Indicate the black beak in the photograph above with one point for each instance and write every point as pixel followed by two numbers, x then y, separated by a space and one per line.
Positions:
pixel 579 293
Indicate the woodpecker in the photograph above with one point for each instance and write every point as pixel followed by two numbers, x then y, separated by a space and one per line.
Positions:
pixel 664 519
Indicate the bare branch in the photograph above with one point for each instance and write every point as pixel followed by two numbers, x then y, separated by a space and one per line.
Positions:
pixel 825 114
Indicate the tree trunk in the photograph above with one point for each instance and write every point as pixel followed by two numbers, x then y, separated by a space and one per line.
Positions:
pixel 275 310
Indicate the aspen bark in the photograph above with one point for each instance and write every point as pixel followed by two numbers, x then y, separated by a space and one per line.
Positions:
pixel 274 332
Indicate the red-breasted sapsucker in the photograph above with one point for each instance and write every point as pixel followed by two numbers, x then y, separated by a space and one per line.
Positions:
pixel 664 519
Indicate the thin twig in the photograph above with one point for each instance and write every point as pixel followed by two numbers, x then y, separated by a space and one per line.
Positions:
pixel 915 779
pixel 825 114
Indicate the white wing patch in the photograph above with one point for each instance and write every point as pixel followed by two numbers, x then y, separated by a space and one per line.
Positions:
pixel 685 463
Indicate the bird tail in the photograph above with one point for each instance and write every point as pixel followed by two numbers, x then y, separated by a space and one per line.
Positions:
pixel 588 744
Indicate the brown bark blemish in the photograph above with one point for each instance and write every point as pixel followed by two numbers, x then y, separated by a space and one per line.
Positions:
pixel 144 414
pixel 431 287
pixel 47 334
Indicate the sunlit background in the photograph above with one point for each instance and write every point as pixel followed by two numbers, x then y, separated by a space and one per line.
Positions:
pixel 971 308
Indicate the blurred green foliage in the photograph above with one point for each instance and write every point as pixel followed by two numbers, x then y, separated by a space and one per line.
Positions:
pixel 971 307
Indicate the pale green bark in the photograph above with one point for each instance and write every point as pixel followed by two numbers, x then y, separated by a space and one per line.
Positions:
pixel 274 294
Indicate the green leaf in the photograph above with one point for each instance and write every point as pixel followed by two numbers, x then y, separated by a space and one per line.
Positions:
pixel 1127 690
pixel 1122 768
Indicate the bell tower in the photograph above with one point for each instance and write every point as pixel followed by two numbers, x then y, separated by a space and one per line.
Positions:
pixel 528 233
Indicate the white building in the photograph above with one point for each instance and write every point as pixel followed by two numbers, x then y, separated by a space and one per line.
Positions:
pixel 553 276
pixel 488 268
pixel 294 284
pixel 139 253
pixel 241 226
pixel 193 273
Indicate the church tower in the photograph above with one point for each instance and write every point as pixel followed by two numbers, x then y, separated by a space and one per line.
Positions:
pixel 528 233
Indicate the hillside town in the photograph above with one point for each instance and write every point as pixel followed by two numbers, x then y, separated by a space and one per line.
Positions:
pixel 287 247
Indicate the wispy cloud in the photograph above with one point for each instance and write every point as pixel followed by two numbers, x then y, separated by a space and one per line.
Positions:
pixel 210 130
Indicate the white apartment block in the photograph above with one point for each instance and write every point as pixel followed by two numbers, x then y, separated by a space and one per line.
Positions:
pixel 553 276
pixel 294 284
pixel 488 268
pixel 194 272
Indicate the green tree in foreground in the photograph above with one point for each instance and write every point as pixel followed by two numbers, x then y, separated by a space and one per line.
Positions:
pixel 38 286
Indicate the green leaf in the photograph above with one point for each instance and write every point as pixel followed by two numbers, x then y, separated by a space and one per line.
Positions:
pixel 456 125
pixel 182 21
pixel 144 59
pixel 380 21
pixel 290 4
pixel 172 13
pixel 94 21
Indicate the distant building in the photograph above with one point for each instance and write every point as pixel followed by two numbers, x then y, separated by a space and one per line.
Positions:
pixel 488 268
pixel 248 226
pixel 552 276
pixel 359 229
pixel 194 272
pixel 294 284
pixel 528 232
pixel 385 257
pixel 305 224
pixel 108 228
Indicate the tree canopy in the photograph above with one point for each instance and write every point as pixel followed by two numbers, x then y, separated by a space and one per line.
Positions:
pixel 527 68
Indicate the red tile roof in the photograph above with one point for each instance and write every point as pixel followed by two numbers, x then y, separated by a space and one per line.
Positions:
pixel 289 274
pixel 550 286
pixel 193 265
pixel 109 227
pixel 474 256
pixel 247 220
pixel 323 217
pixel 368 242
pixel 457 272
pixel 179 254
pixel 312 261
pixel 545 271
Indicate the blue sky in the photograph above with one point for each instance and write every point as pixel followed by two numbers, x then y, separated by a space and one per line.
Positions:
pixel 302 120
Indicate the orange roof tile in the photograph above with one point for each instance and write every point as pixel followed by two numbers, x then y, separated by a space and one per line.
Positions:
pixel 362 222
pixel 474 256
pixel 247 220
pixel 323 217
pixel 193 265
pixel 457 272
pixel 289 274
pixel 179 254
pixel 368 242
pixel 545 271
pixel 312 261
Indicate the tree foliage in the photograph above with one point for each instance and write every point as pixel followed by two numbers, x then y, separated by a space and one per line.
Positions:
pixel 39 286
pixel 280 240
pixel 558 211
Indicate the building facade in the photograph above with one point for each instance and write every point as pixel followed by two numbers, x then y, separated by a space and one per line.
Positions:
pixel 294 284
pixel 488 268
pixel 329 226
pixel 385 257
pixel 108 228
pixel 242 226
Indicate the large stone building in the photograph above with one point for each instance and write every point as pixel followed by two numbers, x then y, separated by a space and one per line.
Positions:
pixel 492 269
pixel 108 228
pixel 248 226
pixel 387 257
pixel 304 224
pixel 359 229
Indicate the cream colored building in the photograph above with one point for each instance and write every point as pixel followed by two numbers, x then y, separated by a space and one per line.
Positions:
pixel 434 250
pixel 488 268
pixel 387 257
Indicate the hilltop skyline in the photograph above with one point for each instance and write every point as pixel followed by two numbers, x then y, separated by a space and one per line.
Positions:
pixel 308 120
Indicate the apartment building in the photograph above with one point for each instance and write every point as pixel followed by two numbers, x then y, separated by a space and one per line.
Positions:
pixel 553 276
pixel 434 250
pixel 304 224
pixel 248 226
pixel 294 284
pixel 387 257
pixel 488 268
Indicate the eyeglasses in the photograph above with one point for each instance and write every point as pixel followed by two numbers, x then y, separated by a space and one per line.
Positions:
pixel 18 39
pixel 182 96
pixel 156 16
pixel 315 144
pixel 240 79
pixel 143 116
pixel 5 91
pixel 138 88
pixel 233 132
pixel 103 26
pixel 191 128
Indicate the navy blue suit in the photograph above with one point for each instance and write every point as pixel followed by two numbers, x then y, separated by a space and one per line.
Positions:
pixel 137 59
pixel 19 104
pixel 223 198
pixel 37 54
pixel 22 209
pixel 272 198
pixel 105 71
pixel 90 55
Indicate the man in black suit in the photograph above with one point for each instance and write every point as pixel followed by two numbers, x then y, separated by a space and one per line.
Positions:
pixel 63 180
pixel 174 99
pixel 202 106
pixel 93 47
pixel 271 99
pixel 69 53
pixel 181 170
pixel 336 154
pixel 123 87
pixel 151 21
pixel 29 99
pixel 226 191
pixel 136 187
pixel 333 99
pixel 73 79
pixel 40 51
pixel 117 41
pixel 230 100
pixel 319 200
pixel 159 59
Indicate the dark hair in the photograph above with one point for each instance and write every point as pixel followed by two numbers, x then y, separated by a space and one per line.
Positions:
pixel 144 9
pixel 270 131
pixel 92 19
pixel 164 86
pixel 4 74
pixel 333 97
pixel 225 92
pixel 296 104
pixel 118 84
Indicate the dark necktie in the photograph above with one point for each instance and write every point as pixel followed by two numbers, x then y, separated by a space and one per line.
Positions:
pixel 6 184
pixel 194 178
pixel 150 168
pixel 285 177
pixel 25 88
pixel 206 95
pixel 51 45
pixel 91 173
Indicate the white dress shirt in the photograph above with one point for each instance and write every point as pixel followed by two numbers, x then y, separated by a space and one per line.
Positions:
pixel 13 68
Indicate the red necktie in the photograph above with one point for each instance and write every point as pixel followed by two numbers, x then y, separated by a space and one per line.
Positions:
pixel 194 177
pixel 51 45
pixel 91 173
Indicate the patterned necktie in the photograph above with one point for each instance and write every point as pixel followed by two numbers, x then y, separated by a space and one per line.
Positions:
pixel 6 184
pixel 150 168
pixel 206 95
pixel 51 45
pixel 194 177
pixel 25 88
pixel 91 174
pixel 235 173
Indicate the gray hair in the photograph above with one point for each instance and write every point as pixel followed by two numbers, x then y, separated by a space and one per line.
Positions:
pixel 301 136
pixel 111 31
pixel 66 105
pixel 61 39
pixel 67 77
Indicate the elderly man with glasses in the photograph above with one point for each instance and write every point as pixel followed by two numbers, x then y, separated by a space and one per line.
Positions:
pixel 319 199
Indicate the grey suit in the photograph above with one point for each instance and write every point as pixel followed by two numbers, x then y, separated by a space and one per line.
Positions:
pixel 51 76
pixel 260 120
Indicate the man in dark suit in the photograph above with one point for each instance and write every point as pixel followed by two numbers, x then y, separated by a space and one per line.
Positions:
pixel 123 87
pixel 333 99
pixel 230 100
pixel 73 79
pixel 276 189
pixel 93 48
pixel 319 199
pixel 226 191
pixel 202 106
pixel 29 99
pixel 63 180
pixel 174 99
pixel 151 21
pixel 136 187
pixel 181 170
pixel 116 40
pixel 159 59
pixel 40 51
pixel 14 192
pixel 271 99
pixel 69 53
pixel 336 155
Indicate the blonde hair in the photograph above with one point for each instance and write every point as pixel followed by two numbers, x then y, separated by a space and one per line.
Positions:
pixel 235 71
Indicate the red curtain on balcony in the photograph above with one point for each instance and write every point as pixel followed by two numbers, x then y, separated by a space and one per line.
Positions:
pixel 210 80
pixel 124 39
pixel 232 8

———

- [Problem requirements]: Reproduce verbatim the lines above, from the line with "Indicate the hillside" through the line with "Indicate the white apartment".

- [Solution to the exercise]:
Indicate the hillside town in the photograph above with one point for each instance and write every point as pixel followed by two numbers, x then y, separated by a space and one per line.
Positions:
pixel 287 247
Indicate the wispy cloud in the photograph above with one point for each instance and write every point as pixel followed by two numbers, x then y, separated by a space and one per line.
Positions:
pixel 210 130
Indicate the white apartment block in the photograph above with one point for each instance and write every point as pixel followed by two numbers, x then y, separated by a space and one per line.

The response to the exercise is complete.